* EXERCISE DIRECTIONS
From the passage on the Spitfire prototype, extract the words from "It had first" to "at the time.", copying them without any change.

[SUPPLIED TEXT Boundary: Start]

On March 5 or 6, 1936 (the log of Vickers’s chief test pilot, Captain “Mutt” Summers, is unclear), the Spitfire prototype made its first flight, and on March 15 Dowding inspected it. It was apparent to everyone that Mitchell had succeeded beyond anybody’s expectations, perhaps including his own. Anxious to gain more speed, and perhaps also moved by pride in his fighter, he asked the Rolls-Royce engineers how they got such a perfect finish on their cars, and they sent painters down from Derby to sand down the prototype, apply numerous coats of blue-gray lacquer, and polish it until it shone like a mirror—or like one of their cars. By July it had demonstrated, in a service trial flight at RAF Martlesham Heath, that it could take off in 235 yards, climb to 25,000 feet in just under eleven minutes, and fly at 350 miles per hour; that it had a ceiling of 30,000 feet; and, most important of all, that it was “simple and easy to fly and has no vices.” Even before that test flight the Air Ministry had ordered 310 aircraft at a total price of £1.395 million (about £4,500 each), excluding guns, radios, instruments, and all other “service equipment,” the largest order ever given for an airplane in Britain to that date.
7
The first production Spitfires reached RAF squadrons in 1938, a year after Mitchell’s death from colon cancer at the age of forty-two,
*
so he never saw the vital role his aircraft would play in Britain’s survival in 1940, but it would not have surprised him.

It had first flown in 1936, the year Hitler reoccupied the Rhineland; and it began to reach service squadrons in 1938, the year of Munich. In the air, at least, the governments of Stanley Baldwin and Neville Chamberlain were better prepared than they have been given credit for—or than the Germans believed at the time.

[SUPPLIED TEXT Boundary: End]
[DATA FOR REVIEW Boundary: Start]

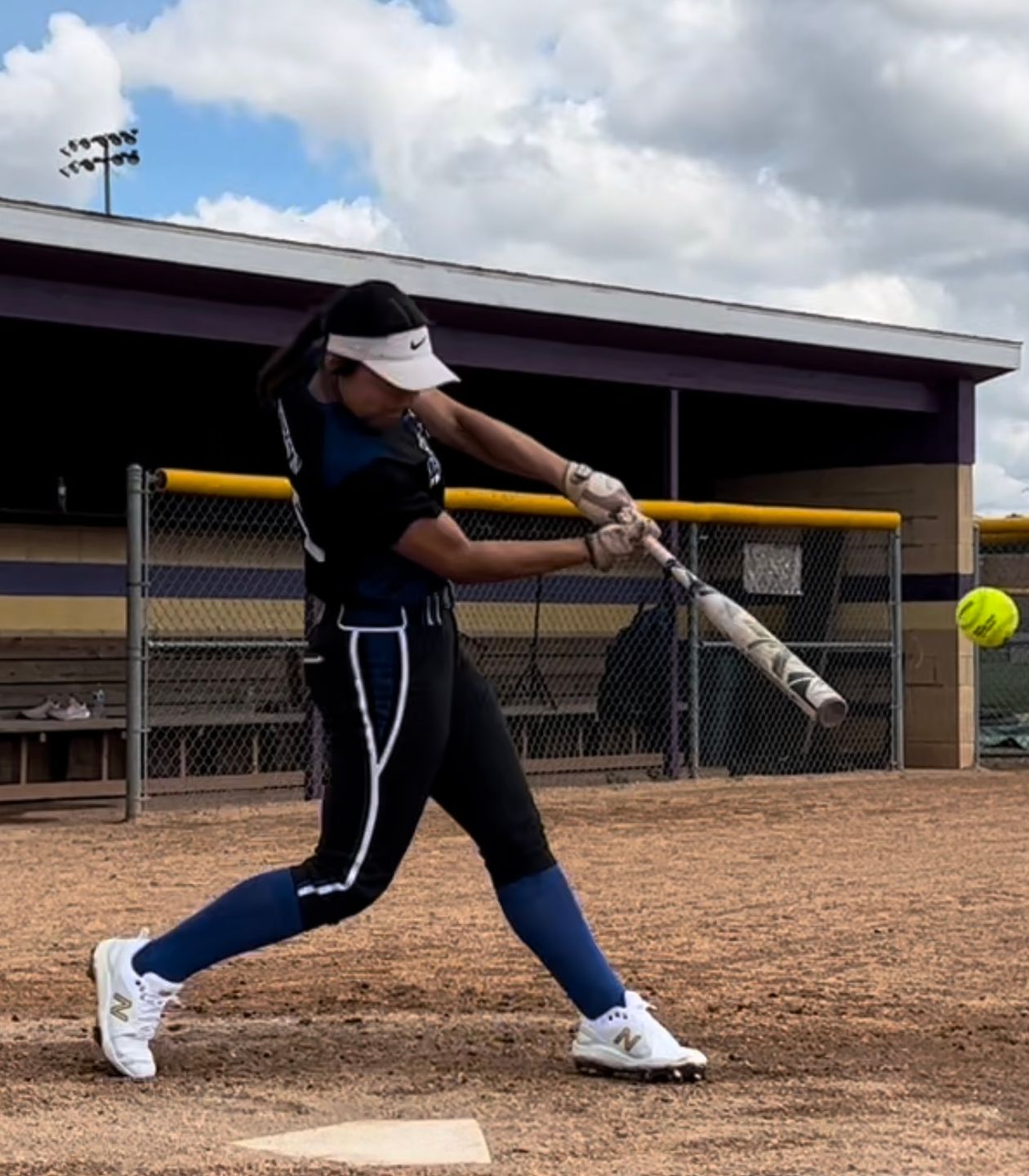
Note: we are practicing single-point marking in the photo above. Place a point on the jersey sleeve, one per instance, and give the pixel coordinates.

[DATA FOR REVIEW Boundary: End]
[DATA FOR REVIEW Boundary: Start]

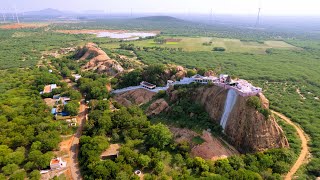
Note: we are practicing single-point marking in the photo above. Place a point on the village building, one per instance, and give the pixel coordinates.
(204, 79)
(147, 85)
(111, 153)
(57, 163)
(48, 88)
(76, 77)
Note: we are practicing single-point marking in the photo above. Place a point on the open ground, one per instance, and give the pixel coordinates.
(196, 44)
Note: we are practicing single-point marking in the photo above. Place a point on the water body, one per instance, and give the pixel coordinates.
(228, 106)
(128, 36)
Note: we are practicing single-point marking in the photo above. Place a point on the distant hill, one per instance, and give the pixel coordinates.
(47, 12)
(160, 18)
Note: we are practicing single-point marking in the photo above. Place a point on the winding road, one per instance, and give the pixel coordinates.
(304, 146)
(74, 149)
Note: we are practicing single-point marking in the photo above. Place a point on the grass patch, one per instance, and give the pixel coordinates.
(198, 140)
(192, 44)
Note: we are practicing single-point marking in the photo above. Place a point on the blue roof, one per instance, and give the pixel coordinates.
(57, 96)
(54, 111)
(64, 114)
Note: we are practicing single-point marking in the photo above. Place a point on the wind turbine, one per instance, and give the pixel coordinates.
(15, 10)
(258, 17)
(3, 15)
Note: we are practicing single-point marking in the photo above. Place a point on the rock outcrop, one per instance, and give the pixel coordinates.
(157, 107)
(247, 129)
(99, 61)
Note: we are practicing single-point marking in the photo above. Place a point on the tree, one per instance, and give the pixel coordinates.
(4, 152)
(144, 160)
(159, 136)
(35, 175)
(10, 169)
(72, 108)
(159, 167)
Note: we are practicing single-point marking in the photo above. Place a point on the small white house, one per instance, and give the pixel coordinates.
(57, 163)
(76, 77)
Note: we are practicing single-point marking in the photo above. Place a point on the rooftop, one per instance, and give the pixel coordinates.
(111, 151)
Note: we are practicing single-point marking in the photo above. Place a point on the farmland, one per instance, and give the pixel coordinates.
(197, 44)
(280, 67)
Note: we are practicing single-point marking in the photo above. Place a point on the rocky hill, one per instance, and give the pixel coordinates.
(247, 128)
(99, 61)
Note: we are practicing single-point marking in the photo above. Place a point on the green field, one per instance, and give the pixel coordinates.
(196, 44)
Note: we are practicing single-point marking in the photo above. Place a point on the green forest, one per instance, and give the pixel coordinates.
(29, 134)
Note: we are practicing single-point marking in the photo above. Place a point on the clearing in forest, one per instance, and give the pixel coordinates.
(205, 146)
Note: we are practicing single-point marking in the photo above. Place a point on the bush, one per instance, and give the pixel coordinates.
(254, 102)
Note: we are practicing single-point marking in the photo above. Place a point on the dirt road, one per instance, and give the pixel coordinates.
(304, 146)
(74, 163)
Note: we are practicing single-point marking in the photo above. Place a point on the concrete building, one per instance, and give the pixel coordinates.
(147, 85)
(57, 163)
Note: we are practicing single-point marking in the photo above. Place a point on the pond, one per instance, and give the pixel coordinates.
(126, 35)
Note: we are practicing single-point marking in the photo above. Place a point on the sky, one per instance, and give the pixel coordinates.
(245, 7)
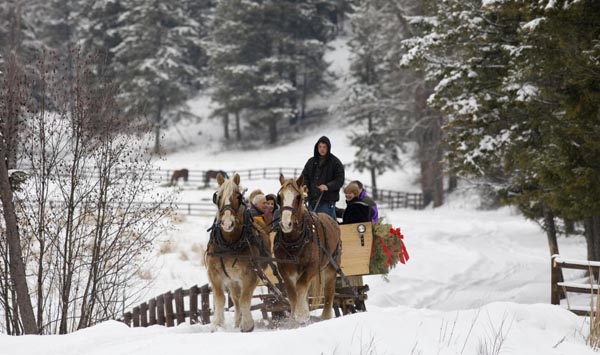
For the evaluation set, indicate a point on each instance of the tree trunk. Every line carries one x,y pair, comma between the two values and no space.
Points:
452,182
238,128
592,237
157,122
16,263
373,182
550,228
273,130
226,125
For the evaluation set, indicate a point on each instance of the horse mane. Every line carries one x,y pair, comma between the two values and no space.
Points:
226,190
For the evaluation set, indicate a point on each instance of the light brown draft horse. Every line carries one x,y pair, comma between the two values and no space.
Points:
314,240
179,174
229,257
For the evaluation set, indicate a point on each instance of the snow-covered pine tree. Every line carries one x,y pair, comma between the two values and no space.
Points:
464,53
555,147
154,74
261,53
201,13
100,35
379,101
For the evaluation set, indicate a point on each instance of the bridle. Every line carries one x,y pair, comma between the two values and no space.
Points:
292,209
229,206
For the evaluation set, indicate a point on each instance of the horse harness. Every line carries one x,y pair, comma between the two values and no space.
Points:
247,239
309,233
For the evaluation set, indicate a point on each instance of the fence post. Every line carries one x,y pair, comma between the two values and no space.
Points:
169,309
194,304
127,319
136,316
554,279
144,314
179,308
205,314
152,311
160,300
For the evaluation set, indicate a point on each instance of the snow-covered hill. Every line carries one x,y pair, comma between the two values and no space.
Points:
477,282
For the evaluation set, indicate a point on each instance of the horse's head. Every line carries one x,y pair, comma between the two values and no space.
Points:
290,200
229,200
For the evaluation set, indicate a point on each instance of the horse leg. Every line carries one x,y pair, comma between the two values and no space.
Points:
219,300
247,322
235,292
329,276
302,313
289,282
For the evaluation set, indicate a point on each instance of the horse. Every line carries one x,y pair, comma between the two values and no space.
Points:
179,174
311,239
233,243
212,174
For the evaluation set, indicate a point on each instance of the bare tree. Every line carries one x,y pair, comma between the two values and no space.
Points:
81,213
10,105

[DATA FOR REVIEW Boundary: End]
[DATA FOR REVIEW Boundary: Start]

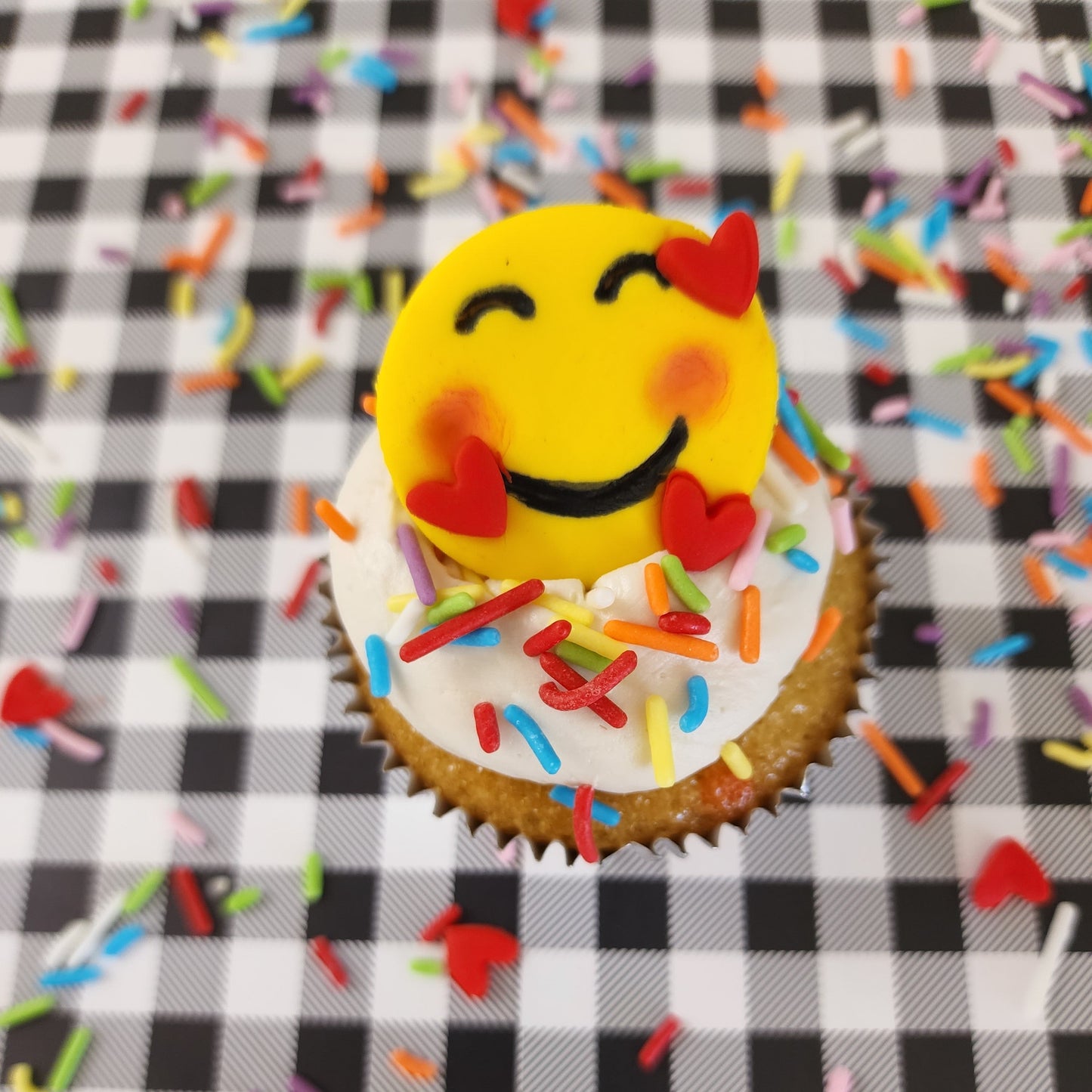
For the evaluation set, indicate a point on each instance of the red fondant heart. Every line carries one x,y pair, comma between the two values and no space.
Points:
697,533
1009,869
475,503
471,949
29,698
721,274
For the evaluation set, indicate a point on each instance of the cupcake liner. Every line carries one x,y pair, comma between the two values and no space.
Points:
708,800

[DATA FOR REVIEW Boundary: End]

* SOLUTION TO THIS TASK
It had first flown in 1936, the year Hitler reoccupied the Rhineland; and it began to reach service squadrons in 1938, the year of Munich. In the air, at least, the governments of Stanley Baldwin and Neville Chamberlain were better prepared than they have been given credit for—or than the Germans believed at the time.